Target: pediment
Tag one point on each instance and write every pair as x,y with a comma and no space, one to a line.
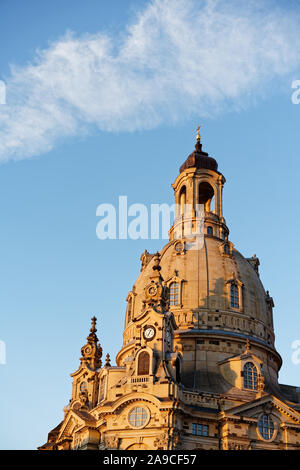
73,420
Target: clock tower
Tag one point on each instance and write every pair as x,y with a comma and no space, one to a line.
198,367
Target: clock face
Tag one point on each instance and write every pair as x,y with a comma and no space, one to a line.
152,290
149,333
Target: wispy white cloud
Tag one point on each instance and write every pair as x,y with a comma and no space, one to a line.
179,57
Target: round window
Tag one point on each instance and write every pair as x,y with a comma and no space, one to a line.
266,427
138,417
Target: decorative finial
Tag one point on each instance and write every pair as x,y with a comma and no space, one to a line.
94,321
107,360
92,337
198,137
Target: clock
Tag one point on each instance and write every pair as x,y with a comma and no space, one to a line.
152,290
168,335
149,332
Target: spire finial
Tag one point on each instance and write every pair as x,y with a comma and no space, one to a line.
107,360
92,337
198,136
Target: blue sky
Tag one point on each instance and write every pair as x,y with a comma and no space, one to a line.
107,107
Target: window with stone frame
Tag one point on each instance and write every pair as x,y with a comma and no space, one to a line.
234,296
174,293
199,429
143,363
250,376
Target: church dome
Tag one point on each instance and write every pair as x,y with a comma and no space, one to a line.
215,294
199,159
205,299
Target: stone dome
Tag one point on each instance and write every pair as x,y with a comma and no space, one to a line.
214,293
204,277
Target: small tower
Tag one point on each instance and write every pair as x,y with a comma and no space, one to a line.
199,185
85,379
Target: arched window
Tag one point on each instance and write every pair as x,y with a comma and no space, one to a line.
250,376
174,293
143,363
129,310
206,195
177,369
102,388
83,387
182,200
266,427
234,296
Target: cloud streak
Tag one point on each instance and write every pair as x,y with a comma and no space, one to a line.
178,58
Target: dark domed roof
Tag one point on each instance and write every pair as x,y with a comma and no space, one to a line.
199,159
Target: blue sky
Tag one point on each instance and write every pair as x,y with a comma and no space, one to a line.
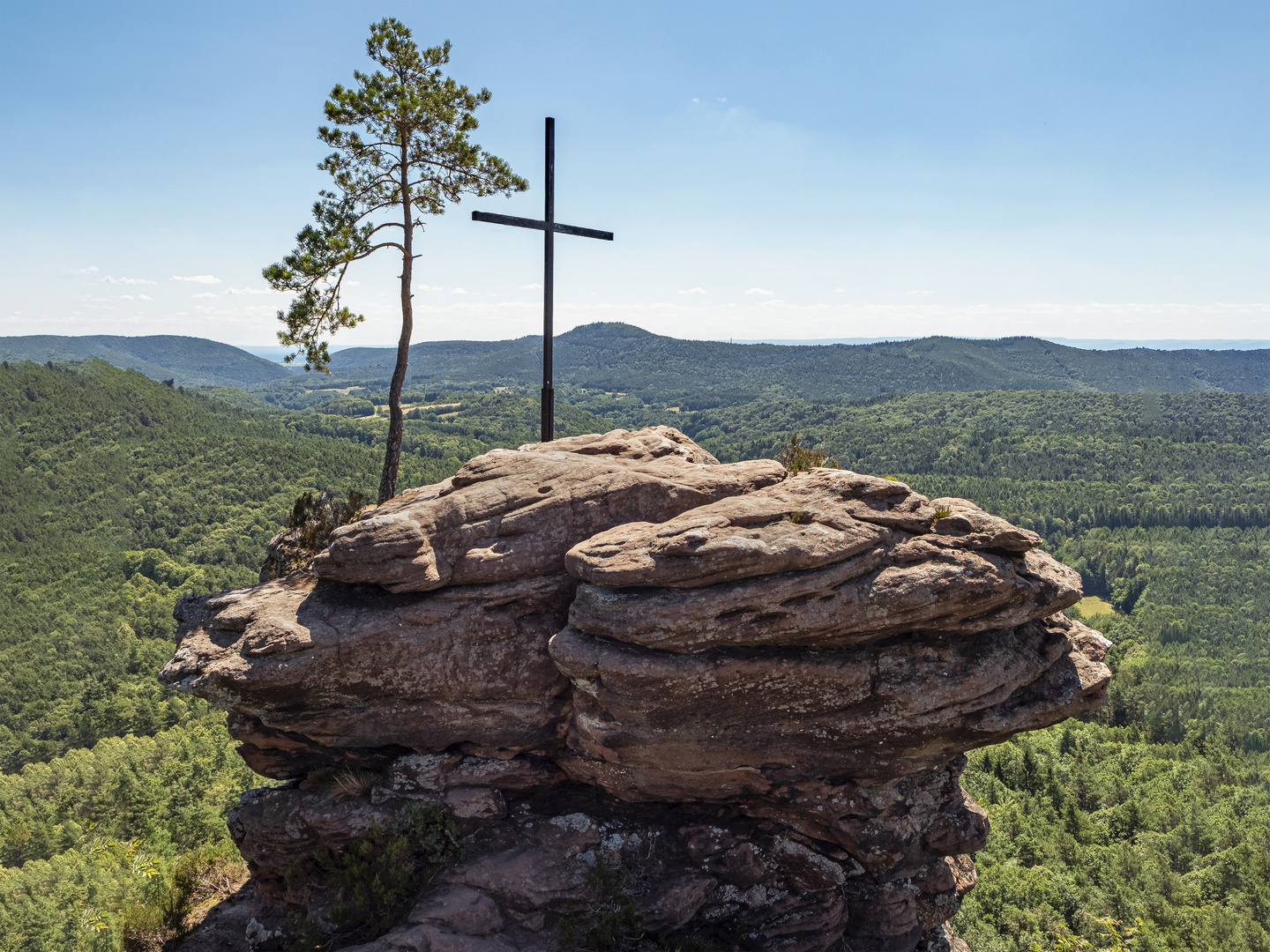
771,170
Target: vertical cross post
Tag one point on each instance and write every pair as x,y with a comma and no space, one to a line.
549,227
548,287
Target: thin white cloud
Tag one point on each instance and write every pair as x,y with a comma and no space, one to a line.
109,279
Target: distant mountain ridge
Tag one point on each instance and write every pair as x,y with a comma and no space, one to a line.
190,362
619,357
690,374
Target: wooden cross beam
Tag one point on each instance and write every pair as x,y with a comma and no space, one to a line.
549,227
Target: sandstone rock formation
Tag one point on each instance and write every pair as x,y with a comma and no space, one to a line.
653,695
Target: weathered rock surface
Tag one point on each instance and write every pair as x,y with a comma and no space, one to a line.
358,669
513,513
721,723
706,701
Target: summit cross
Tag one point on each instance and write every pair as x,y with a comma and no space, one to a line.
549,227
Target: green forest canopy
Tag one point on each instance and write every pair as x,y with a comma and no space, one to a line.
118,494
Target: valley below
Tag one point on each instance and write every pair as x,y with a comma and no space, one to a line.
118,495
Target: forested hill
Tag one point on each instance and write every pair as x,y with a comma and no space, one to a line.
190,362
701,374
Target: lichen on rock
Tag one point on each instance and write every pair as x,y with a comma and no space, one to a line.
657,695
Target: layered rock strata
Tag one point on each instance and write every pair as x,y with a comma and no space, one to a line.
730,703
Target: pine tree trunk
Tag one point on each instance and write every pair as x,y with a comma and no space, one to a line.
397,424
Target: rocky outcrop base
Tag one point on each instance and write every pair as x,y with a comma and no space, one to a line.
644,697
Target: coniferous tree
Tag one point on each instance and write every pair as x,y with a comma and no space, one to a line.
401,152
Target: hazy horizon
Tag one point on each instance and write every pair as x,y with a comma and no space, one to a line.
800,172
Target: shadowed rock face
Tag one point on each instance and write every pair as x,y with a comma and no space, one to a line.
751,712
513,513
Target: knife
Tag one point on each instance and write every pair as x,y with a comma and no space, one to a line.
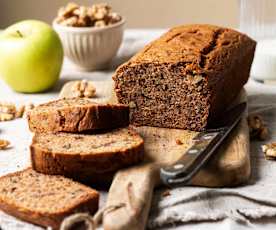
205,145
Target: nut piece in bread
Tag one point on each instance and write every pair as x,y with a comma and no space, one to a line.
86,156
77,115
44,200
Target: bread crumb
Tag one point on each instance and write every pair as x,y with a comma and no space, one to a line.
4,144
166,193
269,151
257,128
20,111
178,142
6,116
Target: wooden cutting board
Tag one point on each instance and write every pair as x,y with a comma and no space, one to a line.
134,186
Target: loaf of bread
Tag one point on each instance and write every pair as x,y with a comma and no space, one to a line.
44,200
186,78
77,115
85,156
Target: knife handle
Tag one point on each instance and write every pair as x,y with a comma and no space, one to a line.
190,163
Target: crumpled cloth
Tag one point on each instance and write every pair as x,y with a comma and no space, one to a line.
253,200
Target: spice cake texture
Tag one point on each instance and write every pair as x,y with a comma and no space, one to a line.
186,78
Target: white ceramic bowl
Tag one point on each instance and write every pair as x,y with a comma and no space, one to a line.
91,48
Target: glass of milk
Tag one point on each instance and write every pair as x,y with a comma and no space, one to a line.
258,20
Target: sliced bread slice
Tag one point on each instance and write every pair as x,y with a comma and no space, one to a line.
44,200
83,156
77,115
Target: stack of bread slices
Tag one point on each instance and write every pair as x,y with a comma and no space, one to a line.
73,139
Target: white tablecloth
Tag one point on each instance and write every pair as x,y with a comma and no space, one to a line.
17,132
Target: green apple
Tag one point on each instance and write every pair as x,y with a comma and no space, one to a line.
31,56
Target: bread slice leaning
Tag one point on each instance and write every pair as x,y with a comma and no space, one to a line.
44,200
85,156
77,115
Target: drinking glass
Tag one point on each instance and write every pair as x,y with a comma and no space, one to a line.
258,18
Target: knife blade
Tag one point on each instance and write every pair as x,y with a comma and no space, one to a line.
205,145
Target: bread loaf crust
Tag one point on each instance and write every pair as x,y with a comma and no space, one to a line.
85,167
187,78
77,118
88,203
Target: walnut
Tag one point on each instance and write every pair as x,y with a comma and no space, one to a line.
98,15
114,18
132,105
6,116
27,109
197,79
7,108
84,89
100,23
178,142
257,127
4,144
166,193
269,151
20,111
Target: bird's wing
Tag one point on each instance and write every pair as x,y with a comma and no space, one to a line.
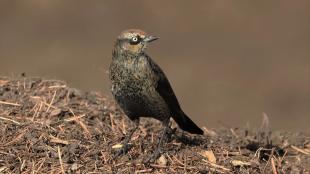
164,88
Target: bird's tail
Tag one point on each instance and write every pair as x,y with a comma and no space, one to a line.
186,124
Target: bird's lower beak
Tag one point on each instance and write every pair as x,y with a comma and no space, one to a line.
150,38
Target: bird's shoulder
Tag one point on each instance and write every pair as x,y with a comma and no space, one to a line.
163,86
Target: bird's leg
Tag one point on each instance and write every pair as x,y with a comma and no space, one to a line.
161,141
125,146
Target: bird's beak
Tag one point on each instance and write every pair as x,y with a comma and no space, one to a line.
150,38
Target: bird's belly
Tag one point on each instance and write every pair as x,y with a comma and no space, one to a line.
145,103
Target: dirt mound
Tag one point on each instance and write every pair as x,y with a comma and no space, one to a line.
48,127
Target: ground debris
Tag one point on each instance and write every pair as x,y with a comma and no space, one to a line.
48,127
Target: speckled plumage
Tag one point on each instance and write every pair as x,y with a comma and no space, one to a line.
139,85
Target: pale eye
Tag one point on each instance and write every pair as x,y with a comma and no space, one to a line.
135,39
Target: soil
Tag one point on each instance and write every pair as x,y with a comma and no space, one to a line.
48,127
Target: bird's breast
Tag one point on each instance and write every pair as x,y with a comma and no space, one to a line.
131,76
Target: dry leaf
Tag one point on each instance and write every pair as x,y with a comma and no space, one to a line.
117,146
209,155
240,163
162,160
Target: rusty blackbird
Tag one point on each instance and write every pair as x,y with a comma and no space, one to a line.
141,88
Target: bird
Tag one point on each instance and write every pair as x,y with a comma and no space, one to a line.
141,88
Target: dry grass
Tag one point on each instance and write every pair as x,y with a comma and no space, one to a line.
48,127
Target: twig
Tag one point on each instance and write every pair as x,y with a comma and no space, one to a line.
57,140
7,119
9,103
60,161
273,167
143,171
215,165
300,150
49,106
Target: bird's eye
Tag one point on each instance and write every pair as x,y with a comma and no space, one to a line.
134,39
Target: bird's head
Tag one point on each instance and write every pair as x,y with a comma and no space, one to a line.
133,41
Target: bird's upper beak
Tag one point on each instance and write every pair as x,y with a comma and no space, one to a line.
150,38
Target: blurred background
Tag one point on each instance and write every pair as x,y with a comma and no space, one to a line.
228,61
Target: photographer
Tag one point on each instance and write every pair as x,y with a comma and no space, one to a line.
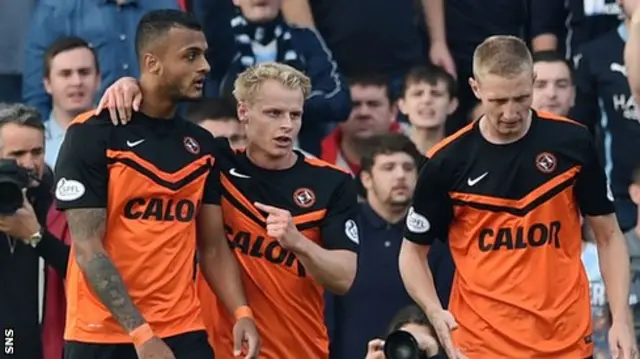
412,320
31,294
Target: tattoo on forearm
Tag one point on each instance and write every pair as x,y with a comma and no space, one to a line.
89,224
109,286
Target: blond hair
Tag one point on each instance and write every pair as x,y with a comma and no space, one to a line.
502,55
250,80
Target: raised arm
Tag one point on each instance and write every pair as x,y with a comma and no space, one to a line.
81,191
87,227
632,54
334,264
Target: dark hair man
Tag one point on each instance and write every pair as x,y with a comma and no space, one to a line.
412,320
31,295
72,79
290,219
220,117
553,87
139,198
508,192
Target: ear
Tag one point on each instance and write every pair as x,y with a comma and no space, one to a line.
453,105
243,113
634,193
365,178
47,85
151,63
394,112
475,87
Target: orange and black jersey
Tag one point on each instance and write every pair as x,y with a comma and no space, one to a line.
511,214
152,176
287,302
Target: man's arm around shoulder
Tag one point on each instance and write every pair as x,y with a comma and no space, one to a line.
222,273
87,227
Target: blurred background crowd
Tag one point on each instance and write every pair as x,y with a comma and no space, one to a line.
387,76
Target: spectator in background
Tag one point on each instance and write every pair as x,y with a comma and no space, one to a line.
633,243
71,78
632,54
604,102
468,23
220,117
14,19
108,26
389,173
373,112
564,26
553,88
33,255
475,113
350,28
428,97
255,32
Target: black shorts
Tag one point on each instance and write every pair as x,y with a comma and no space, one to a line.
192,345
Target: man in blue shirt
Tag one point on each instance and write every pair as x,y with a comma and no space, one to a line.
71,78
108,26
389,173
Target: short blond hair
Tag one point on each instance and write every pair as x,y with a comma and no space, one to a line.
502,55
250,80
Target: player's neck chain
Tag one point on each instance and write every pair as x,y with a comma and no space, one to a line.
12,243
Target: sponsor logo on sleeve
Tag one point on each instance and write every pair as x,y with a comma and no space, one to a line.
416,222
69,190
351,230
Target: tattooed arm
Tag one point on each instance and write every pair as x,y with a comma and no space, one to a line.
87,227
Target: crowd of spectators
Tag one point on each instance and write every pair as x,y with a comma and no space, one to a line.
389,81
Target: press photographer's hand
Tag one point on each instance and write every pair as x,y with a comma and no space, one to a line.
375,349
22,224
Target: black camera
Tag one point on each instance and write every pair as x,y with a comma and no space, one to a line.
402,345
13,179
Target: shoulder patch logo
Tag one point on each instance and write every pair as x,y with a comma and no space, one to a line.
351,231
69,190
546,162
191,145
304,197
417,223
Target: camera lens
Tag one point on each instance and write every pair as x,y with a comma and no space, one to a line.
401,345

+ + + +

> TASK TO COMPLETE
Lines in the data holding the word "camera": count them and say how many, nothing more.

> COMPLETED TASK
2